The third procedural dimension, explanation consistency, measures whether the agent provides consistent explanations for similar decisions across protected groups. An agent that explains an application denial as "insufficient income" for applicants in one group but as "high risk profile" for applicants in another group, when the underlying financial characteristics are equivalent, exhibits explanation inconsistency that may indicate differential treatment. This dimension uses semantic similarity analysis on agent-generated explanations, comparing explanation distributions across groups conditional on equivalent input profiles.

The fourth procedural dimension, between-group economic equity, uses the Theil index ^[8] to decompose economic outcomes into within-group and between-group components. The Theil index is selected because it is perfectly decomposable: the total inequality in a population can be expressed as the sum of within-group inequality and between-group inequality, with no residual term. The between-group component measures the extent to which the agent's decisions create or perpetuate economic disparities between protected groups, distinct from the overall inequality that may reflect pre-existing economic conditions. This decomposition enables Parity to measure the agent's marginal contribution to between-group inequality rather than holding the agent responsible for pre-existing disparities.

* _GIVEN INFORMATION_:
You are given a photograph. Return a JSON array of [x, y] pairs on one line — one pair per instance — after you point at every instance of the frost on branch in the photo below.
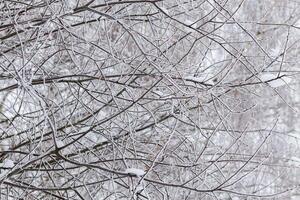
[[135, 172]]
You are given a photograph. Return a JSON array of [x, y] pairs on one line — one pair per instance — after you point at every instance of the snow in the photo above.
[[276, 82], [193, 78], [4, 145], [59, 143], [165, 10], [135, 171], [7, 164]]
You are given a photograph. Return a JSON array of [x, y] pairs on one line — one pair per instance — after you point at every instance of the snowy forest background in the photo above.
[[149, 99]]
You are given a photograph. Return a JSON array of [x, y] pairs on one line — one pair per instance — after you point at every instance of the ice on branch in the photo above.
[[135, 172]]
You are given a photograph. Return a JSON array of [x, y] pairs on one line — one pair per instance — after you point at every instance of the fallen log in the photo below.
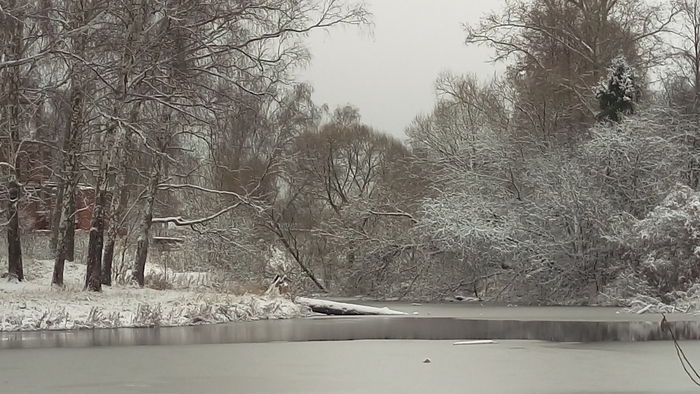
[[340, 308]]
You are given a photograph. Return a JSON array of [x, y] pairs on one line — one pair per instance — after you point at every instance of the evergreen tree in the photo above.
[[617, 93]]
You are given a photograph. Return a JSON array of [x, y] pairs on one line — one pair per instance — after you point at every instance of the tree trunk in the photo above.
[[63, 237], [13, 38], [107, 259], [143, 240], [14, 245], [56, 217], [93, 280], [70, 229]]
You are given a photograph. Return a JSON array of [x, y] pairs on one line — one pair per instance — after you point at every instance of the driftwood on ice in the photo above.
[[341, 308]]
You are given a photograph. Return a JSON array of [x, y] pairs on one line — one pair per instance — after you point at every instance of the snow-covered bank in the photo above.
[[35, 305]]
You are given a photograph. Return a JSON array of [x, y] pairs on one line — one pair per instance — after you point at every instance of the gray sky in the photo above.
[[389, 74]]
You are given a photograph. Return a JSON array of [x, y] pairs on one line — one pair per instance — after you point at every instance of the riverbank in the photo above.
[[35, 305]]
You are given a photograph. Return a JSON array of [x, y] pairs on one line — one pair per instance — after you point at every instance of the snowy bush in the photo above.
[[665, 243]]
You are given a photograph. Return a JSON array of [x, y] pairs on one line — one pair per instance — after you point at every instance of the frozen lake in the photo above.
[[596, 351], [432, 321], [356, 367]]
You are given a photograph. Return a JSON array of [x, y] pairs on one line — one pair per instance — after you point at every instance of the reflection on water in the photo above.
[[334, 329]]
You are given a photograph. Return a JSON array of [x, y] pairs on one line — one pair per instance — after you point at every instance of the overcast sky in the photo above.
[[389, 74]]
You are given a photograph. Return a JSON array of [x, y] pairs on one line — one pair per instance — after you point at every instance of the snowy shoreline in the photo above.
[[34, 305]]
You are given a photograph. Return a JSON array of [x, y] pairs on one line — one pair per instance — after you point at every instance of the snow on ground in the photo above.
[[35, 305]]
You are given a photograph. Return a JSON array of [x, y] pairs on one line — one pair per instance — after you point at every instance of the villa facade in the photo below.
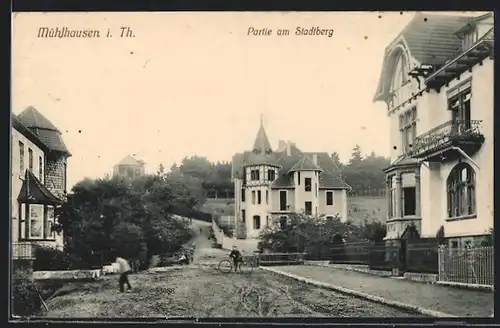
[[272, 184], [437, 81], [39, 170]]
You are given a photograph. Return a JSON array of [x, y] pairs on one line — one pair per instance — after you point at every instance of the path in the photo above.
[[458, 302]]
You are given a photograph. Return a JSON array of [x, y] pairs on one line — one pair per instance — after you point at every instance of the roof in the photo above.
[[473, 22], [16, 124], [306, 163], [43, 129], [430, 39], [33, 191], [131, 161]]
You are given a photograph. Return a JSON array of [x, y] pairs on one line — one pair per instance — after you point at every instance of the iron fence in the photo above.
[[469, 265]]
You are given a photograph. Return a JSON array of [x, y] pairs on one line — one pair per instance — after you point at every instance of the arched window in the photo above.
[[461, 191]]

* _DO THIS_:
In the passage on procedural fairness dimensions, copy word for word everything from "The third procedural" down to "equivalent input profiles.". The listing has no connection to the passage on procedural fairness dimensions.

* _FINAL RESULT_:
The third procedural dimension, explanation consistency, measures whether the agent provides consistent explanations for similar decisions across protected groups. An agent that explains an application denial as "insufficient income" for applicants in one group but as "high risk profile" for applicants in another group, when the underlying financial characteristics are equivalent, exhibits explanation inconsistency that may indicate differential treatment. This dimension uses semantic similarity analysis on agent-generated explanations, comparing explanation distributions across groups conditional on equivalent input profiles.